Photo-based point labeling data:
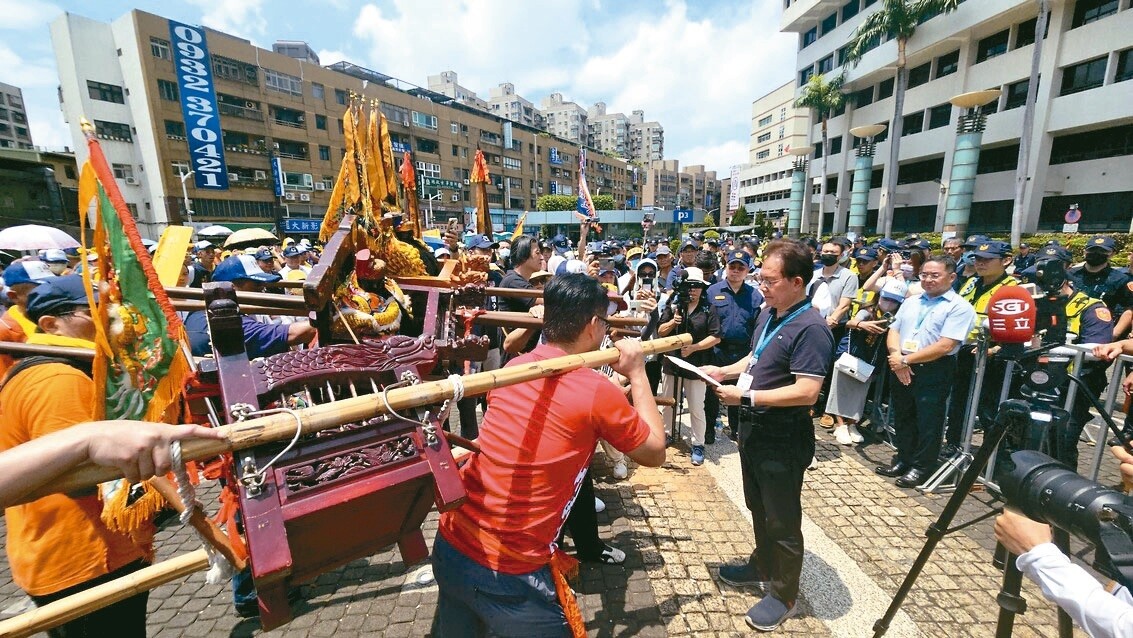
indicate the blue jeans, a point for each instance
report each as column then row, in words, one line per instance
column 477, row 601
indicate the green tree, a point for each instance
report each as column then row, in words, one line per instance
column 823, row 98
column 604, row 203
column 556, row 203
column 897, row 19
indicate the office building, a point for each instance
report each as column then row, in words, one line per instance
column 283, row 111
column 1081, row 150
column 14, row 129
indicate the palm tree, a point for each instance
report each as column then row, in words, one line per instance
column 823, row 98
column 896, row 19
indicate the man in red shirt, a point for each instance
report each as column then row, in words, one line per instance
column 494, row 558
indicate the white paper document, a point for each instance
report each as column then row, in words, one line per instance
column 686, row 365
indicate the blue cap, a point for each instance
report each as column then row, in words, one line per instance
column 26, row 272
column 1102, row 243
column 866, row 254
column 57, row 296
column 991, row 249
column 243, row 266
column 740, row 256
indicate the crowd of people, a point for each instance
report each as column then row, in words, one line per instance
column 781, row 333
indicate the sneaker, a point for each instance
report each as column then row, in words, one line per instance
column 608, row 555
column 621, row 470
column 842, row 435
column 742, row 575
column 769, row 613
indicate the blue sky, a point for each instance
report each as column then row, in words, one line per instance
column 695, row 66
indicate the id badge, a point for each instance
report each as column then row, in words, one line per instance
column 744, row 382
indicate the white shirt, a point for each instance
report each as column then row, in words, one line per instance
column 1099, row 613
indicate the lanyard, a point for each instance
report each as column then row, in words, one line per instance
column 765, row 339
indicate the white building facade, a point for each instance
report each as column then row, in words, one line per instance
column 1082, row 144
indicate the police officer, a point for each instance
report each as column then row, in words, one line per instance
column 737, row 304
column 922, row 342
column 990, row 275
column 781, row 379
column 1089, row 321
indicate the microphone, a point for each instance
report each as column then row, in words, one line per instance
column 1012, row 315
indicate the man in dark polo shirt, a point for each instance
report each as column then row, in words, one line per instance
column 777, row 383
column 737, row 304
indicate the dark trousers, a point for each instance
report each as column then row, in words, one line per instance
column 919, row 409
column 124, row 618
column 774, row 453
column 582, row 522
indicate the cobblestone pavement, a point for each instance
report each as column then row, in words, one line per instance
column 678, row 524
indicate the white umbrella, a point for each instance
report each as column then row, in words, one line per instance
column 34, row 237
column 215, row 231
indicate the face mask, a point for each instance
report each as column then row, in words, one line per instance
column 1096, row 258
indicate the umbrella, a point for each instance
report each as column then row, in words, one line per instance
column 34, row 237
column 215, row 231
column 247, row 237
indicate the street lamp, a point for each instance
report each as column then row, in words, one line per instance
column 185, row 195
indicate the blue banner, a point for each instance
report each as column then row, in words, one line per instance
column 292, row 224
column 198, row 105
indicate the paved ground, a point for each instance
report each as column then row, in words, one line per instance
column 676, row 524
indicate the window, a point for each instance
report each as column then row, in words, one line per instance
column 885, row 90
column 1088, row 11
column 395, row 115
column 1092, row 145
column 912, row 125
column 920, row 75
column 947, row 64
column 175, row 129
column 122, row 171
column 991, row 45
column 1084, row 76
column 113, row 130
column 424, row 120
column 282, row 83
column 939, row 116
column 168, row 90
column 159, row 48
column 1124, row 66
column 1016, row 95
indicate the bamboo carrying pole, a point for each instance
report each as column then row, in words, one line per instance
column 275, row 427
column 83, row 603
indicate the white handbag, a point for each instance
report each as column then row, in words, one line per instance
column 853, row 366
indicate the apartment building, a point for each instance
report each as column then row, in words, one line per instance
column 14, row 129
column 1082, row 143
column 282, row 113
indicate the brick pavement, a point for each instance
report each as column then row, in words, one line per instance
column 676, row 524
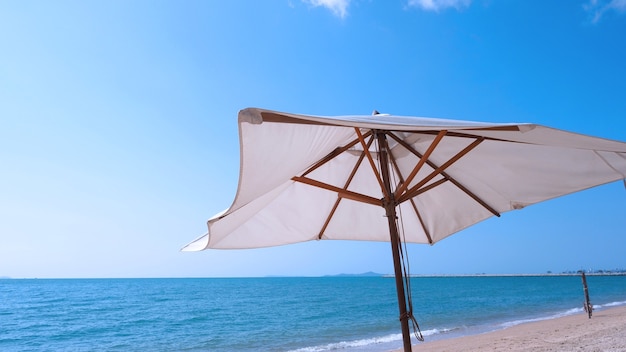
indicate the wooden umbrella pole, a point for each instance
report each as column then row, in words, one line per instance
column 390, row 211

What is required -
Write out all the entries exactly, except for the pictures.

Answer to this exercise -
indicate the blue jeans, a point for each instance
report each as column then row, in words, one line per instance
column 477, row 601
indicate the green tree, a point for each instance
report each as column then row, in words, one line per instance
column 823, row 98
column 604, row 203
column 556, row 203
column 897, row 19
indicate the office building, a point for each instance
report each as column then row, in words, one line per instance
column 283, row 111
column 1081, row 150
column 14, row 129
indicate the palm tree, a point for each instance
report each as column then row, in words, one line per instance
column 823, row 98
column 896, row 19
indicate the man in red shirt, a point for each instance
report each as column then row, in words, one line per instance
column 494, row 558
indicate the white paper document, a point for each instance
report each as column then row, in words, one line per instance
column 686, row 365
indicate the blue cap, a point for each instance
report each as column then row, in words, one line per instance
column 26, row 272
column 1102, row 243
column 866, row 254
column 57, row 296
column 991, row 249
column 243, row 266
column 740, row 256
indicate the crowd of people, a point for each instance
report each as column then row, in words, one line per instance
column 781, row 333
indicate the sneaker, a point for each instance
report each as column then row, in words, one line per instance
column 608, row 555
column 621, row 470
column 842, row 435
column 742, row 575
column 769, row 613
indicate the blue sky, a point for each instance
report each as column then row, in words, one line per instance
column 695, row 66
indicate the id badge, a point for each instance
report each as column then row, in words, one line per instance
column 744, row 382
indicate the white shirt, a point for each instance
report each as column then row, in words, one line per instance
column 1099, row 613
indicate the lanyard, a point for each instance
report each as column then row, in words, one line per instance
column 765, row 339
indicate the white building facade, a point for each instance
report each as column then row, in words, one line per instance
column 1082, row 144
indicate the police officer, a point for each instance
report each as column then row, in words, one line per instance
column 737, row 304
column 922, row 342
column 990, row 275
column 781, row 379
column 1089, row 321
indicate the microphone, a point for each instance
report each as column then row, in words, one line per instance
column 1012, row 315
indicate the man in dark polo shirt, a point for each instance
report each as column then row, in words, one line per instance
column 777, row 383
column 737, row 304
indicate the dark trousers, a point for each instance
report each as column then row, in words, one line per instance
column 919, row 409
column 124, row 618
column 774, row 453
column 582, row 522
indicate the cobblestone pavement, a point for each instance
report each as column then row, in words, one line per instance
column 678, row 524
indicate the white umbrella, a point for each instance
report each as column then row, in words, one line per instance
column 34, row 237
column 215, row 231
indicate the face mask, a point for each instance
report each as column then row, in words, one line per instance
column 1096, row 258
indicate the umbrella, a point for each instance
report each as column then row, in words, one line per instance
column 34, row 237
column 215, row 231
column 247, row 237
indicate the street lamp, a point for each instance
report each as column then row, in words, one line per instance
column 185, row 195
indicate the blue banner, a point for each instance
report each as column then row, in words, one line per instance
column 292, row 224
column 198, row 105
indicate the paved ground, a point for each instance
report each as column then row, in words, one line per instance
column 676, row 524
indicate the window, a point for each instance
report each as column then row, in words, one line per instance
column 885, row 90
column 1088, row 11
column 395, row 115
column 1092, row 145
column 912, row 125
column 920, row 75
column 947, row 64
column 175, row 129
column 122, row 171
column 991, row 45
column 1084, row 76
column 113, row 130
column 424, row 120
column 282, row 83
column 939, row 116
column 168, row 90
column 159, row 48
column 1124, row 66
column 1016, row 95
indicate the bamboo carrying pole, a point for each instance
report each as column then row, in words, one line per instance
column 275, row 427
column 83, row 603
indicate the white handbag, a point for each instance
report each as column then row, in words, one line per instance
column 853, row 366
indicate the apartment building, a point for each instance
report each as column then row, in words, one line per instance
column 14, row 129
column 1082, row 143
column 282, row 113
indicate the brick pavement, a point for each instance
report each as column then row, in words, one line per instance
column 676, row 524
indicate the wooden umbrella pole, a point for each instance
report each as column then row, in words, one line per instance
column 390, row 211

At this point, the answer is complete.